**EXERCISE BRIEF:**
Exactly how many lines in the entries contain "yellow"? Give that number alone.

[Data extracted from a collection]
* * * * * * *

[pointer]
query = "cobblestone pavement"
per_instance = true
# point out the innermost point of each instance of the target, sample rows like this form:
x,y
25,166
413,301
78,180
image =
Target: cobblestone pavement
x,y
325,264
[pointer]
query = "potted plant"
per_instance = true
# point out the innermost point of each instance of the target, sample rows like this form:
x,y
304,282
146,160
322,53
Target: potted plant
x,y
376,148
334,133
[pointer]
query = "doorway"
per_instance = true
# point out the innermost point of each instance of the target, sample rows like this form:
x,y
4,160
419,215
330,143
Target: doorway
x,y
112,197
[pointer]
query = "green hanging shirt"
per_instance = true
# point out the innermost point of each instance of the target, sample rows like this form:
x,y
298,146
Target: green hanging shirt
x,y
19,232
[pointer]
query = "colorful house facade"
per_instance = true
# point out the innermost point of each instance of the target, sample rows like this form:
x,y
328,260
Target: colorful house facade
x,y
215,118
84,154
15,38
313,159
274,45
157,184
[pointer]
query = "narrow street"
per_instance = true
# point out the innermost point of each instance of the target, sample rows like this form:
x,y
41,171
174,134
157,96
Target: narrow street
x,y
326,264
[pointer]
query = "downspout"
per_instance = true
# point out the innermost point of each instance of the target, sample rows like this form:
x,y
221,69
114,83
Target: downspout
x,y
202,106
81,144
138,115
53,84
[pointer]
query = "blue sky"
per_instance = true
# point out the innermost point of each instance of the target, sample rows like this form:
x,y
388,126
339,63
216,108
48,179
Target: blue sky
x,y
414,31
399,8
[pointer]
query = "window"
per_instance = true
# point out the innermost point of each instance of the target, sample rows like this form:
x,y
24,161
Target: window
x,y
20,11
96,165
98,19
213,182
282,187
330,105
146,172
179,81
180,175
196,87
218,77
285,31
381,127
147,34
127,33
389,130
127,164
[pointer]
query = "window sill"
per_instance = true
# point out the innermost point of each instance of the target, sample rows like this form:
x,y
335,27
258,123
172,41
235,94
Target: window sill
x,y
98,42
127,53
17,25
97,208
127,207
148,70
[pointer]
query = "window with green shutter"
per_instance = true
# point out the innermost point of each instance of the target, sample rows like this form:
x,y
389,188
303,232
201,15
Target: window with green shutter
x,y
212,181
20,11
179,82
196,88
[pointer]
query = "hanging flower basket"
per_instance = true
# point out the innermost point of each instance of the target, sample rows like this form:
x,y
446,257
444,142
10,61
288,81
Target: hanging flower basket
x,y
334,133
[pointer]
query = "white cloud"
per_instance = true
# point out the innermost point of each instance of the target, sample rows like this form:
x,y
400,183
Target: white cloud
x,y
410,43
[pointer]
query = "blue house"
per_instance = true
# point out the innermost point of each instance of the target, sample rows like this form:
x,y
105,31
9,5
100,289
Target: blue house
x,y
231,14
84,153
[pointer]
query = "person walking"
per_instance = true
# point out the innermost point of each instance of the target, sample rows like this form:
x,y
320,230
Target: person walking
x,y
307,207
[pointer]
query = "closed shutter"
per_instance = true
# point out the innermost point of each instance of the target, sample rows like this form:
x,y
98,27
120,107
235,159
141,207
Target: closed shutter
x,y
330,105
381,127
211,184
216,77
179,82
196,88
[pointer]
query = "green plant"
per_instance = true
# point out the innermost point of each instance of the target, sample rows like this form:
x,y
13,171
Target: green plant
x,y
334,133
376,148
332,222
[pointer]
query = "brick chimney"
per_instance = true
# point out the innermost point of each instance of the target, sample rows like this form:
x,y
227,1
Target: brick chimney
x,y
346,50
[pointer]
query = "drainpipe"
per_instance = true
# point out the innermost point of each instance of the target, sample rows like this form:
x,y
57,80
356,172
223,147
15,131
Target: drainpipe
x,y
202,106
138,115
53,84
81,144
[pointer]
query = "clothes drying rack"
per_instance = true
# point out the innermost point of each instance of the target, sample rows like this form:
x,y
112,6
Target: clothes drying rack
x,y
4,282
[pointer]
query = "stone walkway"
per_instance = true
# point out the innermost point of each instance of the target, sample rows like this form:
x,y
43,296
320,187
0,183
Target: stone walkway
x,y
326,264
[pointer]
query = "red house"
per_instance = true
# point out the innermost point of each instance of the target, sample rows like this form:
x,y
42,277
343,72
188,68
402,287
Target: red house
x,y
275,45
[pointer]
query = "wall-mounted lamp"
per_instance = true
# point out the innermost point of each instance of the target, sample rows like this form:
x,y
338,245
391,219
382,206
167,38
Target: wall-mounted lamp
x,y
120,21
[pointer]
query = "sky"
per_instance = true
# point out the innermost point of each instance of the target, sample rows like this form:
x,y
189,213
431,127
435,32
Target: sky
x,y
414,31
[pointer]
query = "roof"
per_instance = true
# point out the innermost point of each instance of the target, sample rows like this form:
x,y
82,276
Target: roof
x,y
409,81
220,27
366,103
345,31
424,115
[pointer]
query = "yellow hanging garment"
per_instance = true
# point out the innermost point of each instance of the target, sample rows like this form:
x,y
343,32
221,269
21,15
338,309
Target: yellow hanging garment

* * * * * * *

**RESULT OF THE EXERCISE:**
2